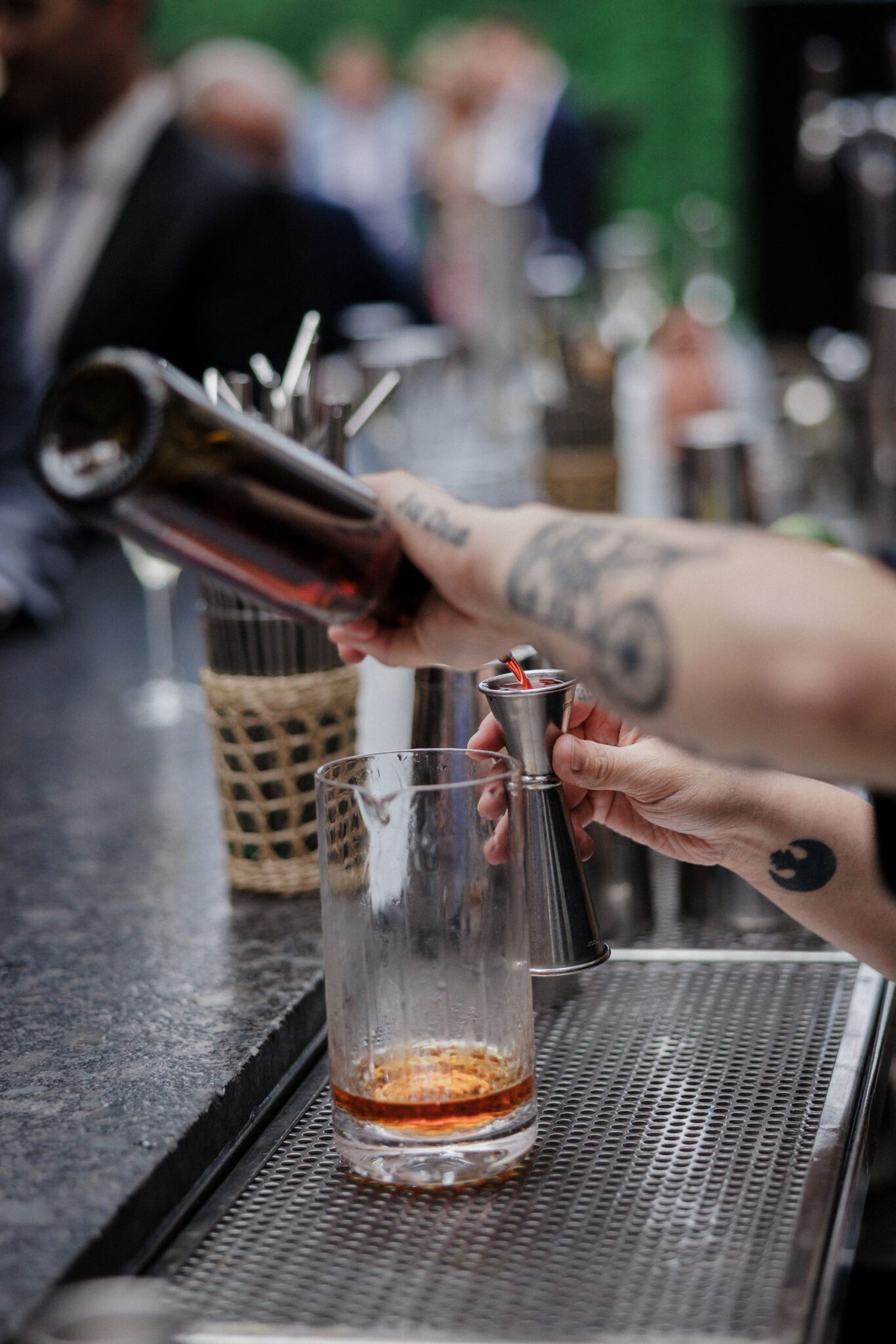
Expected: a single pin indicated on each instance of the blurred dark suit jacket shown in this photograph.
(207, 265)
(34, 555)
(569, 173)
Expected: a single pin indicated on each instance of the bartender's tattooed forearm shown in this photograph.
(804, 866)
(597, 583)
(434, 520)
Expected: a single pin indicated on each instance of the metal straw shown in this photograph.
(301, 350)
(373, 402)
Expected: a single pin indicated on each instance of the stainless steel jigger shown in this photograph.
(563, 928)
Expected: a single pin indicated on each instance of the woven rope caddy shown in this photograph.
(269, 736)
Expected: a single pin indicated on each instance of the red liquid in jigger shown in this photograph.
(528, 683)
(518, 673)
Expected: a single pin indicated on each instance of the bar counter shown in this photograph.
(146, 1014)
(707, 1100)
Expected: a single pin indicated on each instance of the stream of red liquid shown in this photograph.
(518, 671)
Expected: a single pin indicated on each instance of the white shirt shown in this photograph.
(366, 160)
(73, 201)
(512, 135)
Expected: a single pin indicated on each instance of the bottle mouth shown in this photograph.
(98, 425)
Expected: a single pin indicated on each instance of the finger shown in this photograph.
(596, 765)
(492, 803)
(602, 727)
(348, 654)
(579, 713)
(497, 847)
(488, 737)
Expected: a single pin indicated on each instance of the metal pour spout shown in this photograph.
(563, 928)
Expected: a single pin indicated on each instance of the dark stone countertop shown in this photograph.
(144, 1010)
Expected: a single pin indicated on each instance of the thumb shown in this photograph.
(594, 765)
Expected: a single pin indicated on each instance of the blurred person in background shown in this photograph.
(448, 170)
(533, 143)
(128, 229)
(242, 97)
(357, 144)
(34, 536)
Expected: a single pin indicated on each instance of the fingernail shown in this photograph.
(355, 631)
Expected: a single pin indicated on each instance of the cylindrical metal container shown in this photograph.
(720, 898)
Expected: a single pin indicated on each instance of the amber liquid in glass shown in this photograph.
(436, 1090)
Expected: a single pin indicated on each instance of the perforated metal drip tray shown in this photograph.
(693, 1125)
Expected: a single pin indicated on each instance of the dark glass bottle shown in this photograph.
(134, 446)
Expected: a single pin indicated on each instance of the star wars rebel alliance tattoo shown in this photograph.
(804, 866)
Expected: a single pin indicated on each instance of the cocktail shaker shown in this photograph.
(716, 486)
(563, 928)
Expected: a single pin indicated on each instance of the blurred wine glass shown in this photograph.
(161, 701)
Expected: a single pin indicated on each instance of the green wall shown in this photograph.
(668, 65)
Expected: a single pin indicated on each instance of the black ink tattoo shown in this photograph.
(806, 872)
(596, 582)
(436, 520)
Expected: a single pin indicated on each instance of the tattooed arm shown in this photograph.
(806, 846)
(734, 642)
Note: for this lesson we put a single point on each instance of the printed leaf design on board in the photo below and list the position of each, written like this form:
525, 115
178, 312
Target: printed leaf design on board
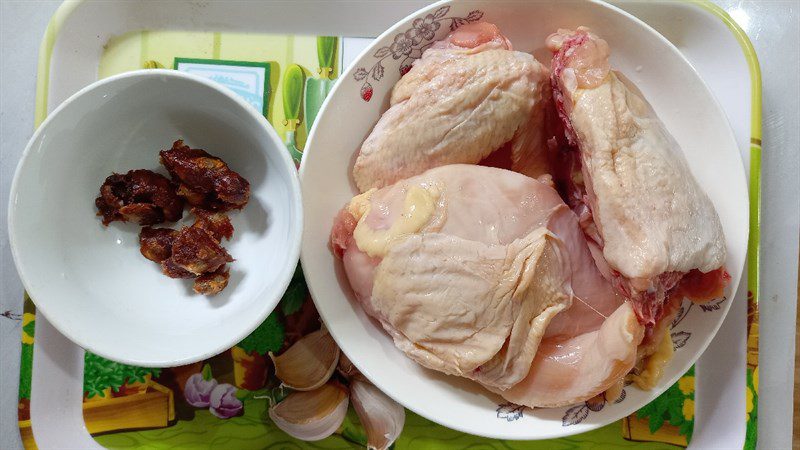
575, 415
675, 407
713, 305
509, 411
296, 293
361, 73
680, 338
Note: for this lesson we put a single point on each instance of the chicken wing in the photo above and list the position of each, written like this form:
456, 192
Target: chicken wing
642, 208
467, 96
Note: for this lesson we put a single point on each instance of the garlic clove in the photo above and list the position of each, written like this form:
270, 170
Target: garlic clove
382, 417
312, 415
309, 363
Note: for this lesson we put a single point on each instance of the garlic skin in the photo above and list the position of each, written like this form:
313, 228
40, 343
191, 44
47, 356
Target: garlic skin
382, 417
312, 415
309, 363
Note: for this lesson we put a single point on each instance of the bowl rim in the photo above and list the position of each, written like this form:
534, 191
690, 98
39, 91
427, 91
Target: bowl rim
664, 384
296, 219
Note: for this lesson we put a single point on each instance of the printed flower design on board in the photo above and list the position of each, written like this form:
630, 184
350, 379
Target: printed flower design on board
509, 412
579, 413
409, 45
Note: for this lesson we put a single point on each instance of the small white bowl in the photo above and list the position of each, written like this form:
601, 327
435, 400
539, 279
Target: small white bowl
668, 81
90, 281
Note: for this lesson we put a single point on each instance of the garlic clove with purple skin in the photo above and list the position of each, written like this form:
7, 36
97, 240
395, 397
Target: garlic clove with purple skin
382, 418
346, 367
309, 363
197, 391
312, 415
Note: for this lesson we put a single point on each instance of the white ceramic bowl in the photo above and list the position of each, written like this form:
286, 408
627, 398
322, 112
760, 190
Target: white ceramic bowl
90, 281
668, 81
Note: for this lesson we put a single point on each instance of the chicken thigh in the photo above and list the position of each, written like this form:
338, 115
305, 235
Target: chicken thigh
475, 271
467, 96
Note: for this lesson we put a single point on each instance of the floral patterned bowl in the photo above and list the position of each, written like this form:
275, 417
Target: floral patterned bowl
361, 96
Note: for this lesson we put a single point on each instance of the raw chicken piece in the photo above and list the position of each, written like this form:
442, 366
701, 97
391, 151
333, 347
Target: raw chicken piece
577, 369
646, 215
466, 97
465, 267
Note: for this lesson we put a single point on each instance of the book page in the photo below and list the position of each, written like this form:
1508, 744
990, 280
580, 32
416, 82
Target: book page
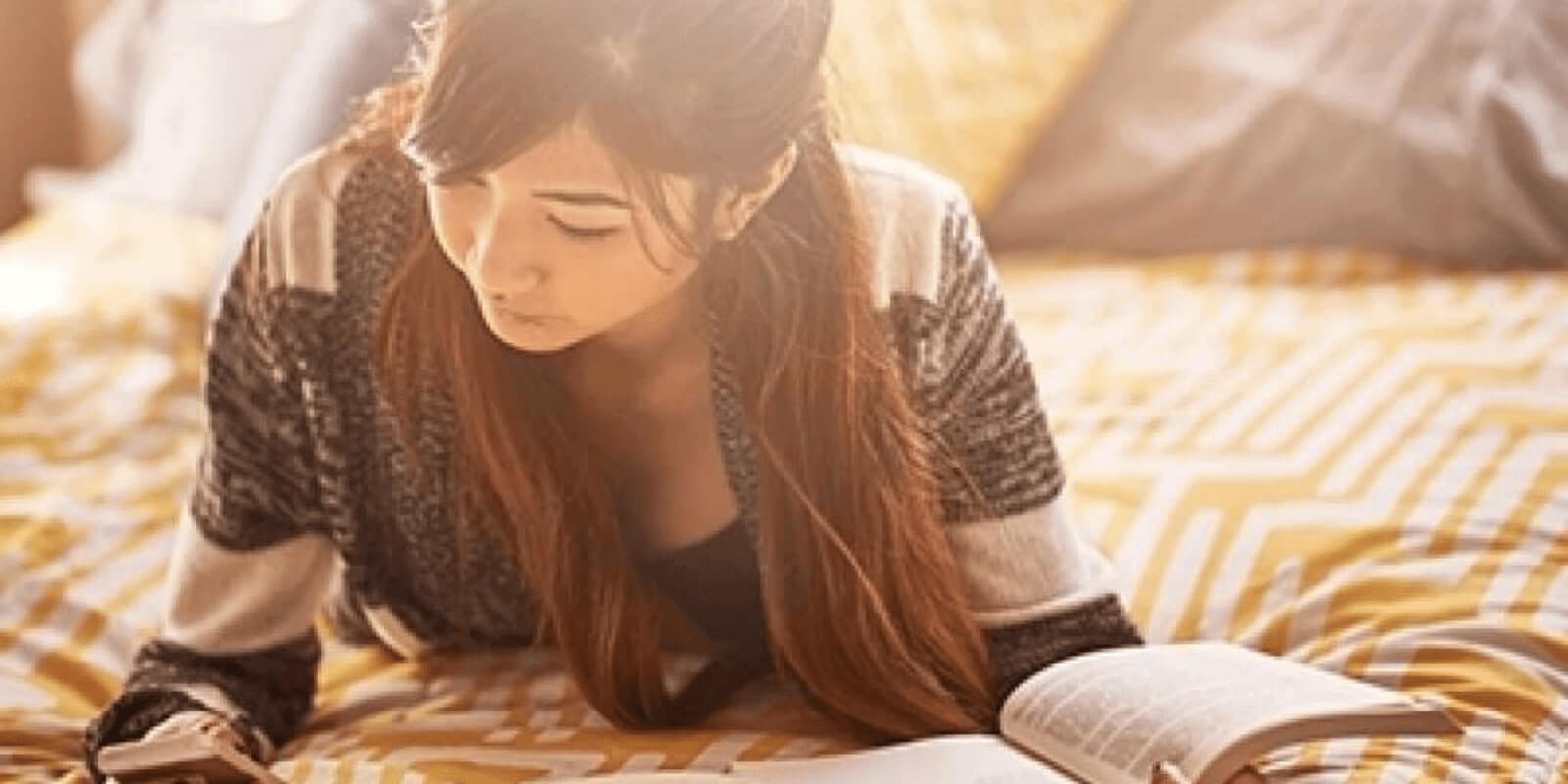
1115, 713
948, 760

## Task details
Write the material out again exactly as it appears, dropping the pictures.

## Solution to this problem
Expected: a single pin indicated on each instance of the blurred dark suit jacket shown in this photograph.
(207, 265)
(34, 555)
(569, 173)
Expected: a single pin indicated on each instance of the bartender's tattooed forearm shown in this photograph.
(804, 866)
(597, 583)
(434, 520)
Expected: a single pin indicated on each instance of the metal straw shown in this photograph.
(301, 350)
(373, 402)
Expected: a single pin indicated on each instance of the stainless steel jigger shown in this photograph.
(563, 928)
Expected: a single pin indicated on each instance of the woven rope caddy shown in this photograph.
(269, 736)
Expected: a single pin indicated on each instance of the red liquid in jigger shown in this photograph.
(528, 683)
(518, 673)
Expected: a single pin indicated on each instance of the bar counter shown in this photograph.
(146, 1014)
(707, 1100)
Expected: a single pin indicated on each instance of the stream of red liquid shown in this photograph.
(518, 671)
Expected: a single pin indicated on each instance of the white shirt shown in this photograph.
(366, 160)
(73, 201)
(512, 135)
Expected: a single pin indicated on each instance of the bottle mouth shown in this photograph.
(98, 425)
Expected: a single pin indicated on each instance of the finger shown in this photograph.
(596, 765)
(492, 803)
(602, 727)
(348, 654)
(579, 713)
(497, 847)
(488, 737)
Expected: a single pin indicated on each instance of the metal pour spout shown in this photograph.
(563, 928)
Expected: a single pin indicated on each instance of the dark stone countertop shown in this photograph.
(144, 1010)
Expected: a single pin indicated on each instance of the thumb shown in this photograph.
(594, 765)
Expected: a single pin indicated on each instance of the blurred person in background shown in this photograph.
(448, 170)
(533, 143)
(128, 229)
(242, 97)
(357, 144)
(34, 536)
Expected: a single pin indicated on each instance of the fingernail shown in this photograph.
(355, 631)
Expected: a single pin indicated on each instance of the cylindrical metal container shown in this photograph.
(720, 898)
Expected: a single pin indicated on each instance of the amber liquid in glass shown in this photograph.
(436, 1090)
Expected: a single pin indicated on each instance of the perforated metal drip tray shown in this photograph.
(693, 1125)
Expected: a single pin indicated on each instance of the dark glass bottle shown in this photograph.
(134, 446)
Expected: a single pin indicated on each instance of the star wars rebel alliance tattoo shown in this photograph.
(804, 866)
Expected: a single pin indicated on each instance of the cocktail shaker shown in this photograph.
(716, 486)
(563, 928)
Expected: a single pin indicated on each instance of the blurred wine glass shown in this photograph.
(161, 701)
Expected: a single pin indicated on each instance of the green wall shown in this photograph.
(668, 65)
Expected: a single pin indicated on each instance of the black ink tattoo shown in this photograph.
(806, 872)
(596, 582)
(436, 520)
Expected: a single pin indicated on each instance of the tattooed arm shown in this photograph.
(806, 846)
(734, 642)
Note: for this lesson we put a single point on each instance of the printed leaf design on board in the photo below and list the position of each, written like this form:
525, 115
178, 312
Target: printed leaf design on board
575, 415
675, 407
713, 305
509, 411
296, 293
361, 73
680, 338
Note: for this lesson we put a single point on each instance of the chicken wing in the photo above and list the position of each, written like this form:
456, 192
Target: chicken wing
642, 208
467, 96
Note: for this lesson we put a single point on each instance of the garlic clove in the photo above and list the position of each, written like this form:
270, 170
Target: garlic clove
382, 417
312, 415
309, 363
Note: for this lesson we put a single point on each instance of the garlic skin in the photo above and list the position of each, written like this form:
313, 228
40, 343
191, 44
47, 356
Target: garlic skin
382, 417
312, 415
309, 363
Note: for this lesson we put a single point on each instance of the bowl rim in the photo above and list the position of each, written like this form:
534, 191
690, 98
39, 91
427, 91
Target: bowl rim
664, 384
296, 219
Note: for this lesson we put a single point on each instance of the printed flower design on board in the photo above and list the position of each, written like this form:
630, 184
350, 379
Target: printed flower design on board
509, 412
579, 413
409, 45
Note: for this lesson we put a single point on each instance of the small white bowl in the photo above and list the position of each, written like this form:
601, 327
435, 400
539, 279
Target: small white bowl
668, 81
90, 281
Note: for this lesson we put a single point on each instance of the garlic clove with purple skin in the photo above and list the position of each, written like this form:
7, 36
97, 240
395, 397
Target: garlic clove with purple skin
382, 418
346, 367
309, 363
197, 391
312, 415
Note: for this lesson we put a single point on each instance of the white ceramic bowl in the photo above and list the position of each, written like this form:
286, 408
627, 398
322, 112
760, 190
Target: white ceramic bowl
90, 281
668, 81
Note: for this lesson we put a single point on each instance of the chicken thigh in the photo above and list the position of each, written like this form:
338, 115
305, 235
Target: chicken thigh
475, 271
467, 96
Note: for this lesson we put a single point on each instance of the floral patterned bowl in the photo above and list the position of each, written like this form:
275, 417
Target: floral patterned bowl
361, 96
Note: for this lesson we put a single point on each instance of the raw chicken piece in the photo above and list the position of each, written like this form:
442, 366
701, 97
391, 151
333, 347
Target: raw chicken piece
577, 369
646, 215
466, 97
465, 267
Note: for this lesson we put a single point on each instance of the book page in the photo below and list the position of each, written like this form:
1508, 744
990, 280
580, 32
416, 82
Target: book page
1115, 713
948, 760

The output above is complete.